Question: limma::plotMA displays one sample vs. others
0
4.0 years ago by
Lisa Cohen50
United States
Lisa Cohen50 wrote:

Hello! What is the true definition of MA plot? The limma::plotMA displays Expression log-ratio of one sample vs. others even with NGS platform data.

My understanding is this package was developed for microarrays with two-color data and MA plots then were useful to see one sample/array vs. others. I could not find an explanation for how to look at log-ratio for the mean expression of all NGS platform data in an experiment in the limma user's manual.

Thank you!

Lisa

limma plotma • 1.8k views
modified 4.0 years ago by Gordon Smyth38k • written 4.0 years ago by Lisa Cohen50
Answer: limma::plotMA displays one sample vs. others
2
4.0 years ago by
Gordon Smyth38k
Walter and Eliza Hall Institute of Medical Research, Melbourne, Australia
Gordon Smyth38k wrote:

The following article summarizes the history and definition of MA plots:

See the section on "Mean-difference plots".

Briefly, the concept of an MA plot was created 13-14 years ago by the sma package for a single two colour array, by the rma package for a pair of single channel arrays, and by the limma package for a fitted model or for a matrix of log expression values. These packages provided the original definitions of what an MA plot is.

I'm not quite sure of what you are trying to achieve or why you are having difficulties. To run limma on NGS data you simply run the voom transformation or else use edgeR's cpm function to convert to logCPM. Then you run the analysis similarly as for microarray data.

I think maybe the confusion is in the way the MA plots are used within the different packages, and how the 'difference' on the y-axis is defined. With limma the plotMA function  -- is that meant for use only on two-colour arrays and not RNA-Seq data? The other packages like DESeq2 use the fold change between case an control groups -- is that the generally accepted value for the 'difference' axis?

limma's plotMA is a generic function. It works on all types of data, including two colour microarrays, single channel microarrays, NGS and fitted model objects, and it implements all the concepts of an MA plot. The interpretation of what the M-value is depends on the data type, not so much on the package. If you read the article link I gave above, I think you might understand this better.

The different packages are actually pretty consistent in their interpretation of what an MA plot as far I have seen. They have stuck pretty much to the original concepts introduced by sma and limma long ago. The DESeq and DESeq2 packages have simply copied limma's idea of an MA plot for a fitted model for use with their own fitted models. I think it's unfortunate that they created a function name conflict with the original function in the limma package, but that's another issue.

Stored records
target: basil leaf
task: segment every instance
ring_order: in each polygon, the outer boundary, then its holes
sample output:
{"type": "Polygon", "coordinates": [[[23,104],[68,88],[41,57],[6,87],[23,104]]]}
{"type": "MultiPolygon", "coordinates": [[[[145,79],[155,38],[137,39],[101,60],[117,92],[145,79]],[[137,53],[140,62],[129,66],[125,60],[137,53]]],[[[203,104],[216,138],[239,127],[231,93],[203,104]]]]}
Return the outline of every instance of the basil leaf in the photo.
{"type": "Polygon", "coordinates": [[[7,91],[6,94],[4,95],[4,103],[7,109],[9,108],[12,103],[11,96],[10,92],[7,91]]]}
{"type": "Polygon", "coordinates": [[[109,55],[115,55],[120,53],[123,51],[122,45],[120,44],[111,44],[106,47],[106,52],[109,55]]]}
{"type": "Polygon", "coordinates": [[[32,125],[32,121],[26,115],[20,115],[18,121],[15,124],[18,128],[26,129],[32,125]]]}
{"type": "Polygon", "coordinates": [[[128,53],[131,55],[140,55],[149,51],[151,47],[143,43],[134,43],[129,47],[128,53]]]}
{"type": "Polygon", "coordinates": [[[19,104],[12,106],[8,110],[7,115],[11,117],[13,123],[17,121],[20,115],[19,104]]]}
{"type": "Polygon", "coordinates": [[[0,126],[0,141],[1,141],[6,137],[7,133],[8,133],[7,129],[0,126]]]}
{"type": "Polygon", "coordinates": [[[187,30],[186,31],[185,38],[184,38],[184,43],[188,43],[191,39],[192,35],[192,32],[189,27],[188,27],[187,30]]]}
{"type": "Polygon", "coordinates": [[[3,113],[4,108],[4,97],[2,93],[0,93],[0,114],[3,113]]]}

* * *

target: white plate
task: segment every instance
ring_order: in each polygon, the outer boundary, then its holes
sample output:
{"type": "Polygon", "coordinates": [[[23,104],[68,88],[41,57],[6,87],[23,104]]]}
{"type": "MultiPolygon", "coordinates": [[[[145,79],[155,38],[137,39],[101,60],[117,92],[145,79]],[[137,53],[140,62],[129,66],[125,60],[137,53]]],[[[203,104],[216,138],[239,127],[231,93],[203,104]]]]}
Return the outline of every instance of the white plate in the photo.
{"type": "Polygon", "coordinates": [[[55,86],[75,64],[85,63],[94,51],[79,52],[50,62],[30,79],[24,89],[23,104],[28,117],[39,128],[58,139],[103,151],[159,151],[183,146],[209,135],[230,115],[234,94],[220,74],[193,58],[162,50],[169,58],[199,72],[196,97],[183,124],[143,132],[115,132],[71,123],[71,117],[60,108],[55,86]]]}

---

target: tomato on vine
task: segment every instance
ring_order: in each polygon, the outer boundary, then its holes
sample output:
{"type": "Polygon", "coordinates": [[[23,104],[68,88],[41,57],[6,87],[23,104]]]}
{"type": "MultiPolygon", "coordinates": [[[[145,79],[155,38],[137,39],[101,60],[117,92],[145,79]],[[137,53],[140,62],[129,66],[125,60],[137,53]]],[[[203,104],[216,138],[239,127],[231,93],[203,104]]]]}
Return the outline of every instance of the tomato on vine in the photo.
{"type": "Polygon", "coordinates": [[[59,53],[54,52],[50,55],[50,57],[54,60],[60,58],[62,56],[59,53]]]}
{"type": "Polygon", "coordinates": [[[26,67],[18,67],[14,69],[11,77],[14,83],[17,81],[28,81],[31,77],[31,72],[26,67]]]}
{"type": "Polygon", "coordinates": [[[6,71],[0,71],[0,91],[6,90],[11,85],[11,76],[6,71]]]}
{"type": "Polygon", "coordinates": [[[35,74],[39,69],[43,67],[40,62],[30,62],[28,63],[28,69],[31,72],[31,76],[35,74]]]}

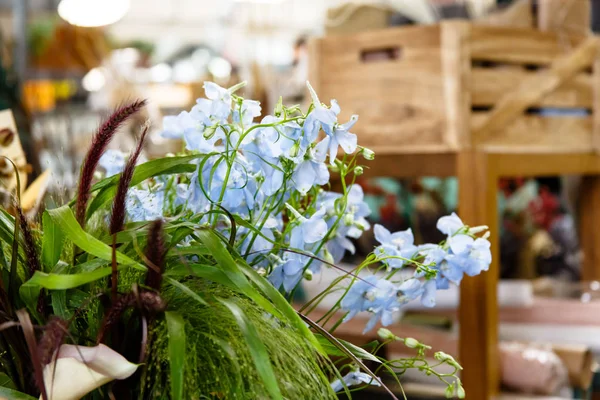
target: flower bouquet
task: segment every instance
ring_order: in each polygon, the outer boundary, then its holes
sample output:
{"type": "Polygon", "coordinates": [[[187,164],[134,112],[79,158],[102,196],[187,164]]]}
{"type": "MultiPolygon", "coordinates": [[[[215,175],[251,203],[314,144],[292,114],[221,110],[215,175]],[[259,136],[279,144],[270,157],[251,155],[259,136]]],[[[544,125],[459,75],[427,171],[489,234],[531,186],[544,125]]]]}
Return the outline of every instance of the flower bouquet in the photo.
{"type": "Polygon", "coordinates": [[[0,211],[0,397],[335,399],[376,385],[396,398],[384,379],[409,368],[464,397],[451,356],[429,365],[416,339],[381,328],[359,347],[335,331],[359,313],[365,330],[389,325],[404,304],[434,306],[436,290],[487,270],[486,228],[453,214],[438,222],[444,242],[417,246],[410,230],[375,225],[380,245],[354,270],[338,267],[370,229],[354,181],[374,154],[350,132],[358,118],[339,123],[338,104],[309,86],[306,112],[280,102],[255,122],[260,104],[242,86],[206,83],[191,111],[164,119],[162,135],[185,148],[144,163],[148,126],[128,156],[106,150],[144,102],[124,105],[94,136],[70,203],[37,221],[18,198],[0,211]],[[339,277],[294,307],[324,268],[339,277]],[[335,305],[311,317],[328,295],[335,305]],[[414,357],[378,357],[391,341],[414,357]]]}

- **Assignment**
According to the limma forum thread, what two ways can you prepare NGS data before running limma on it?

- **Response to this exercise**
Run the voom transformation, or use edgeR's cpm function to convert the data to logCPM.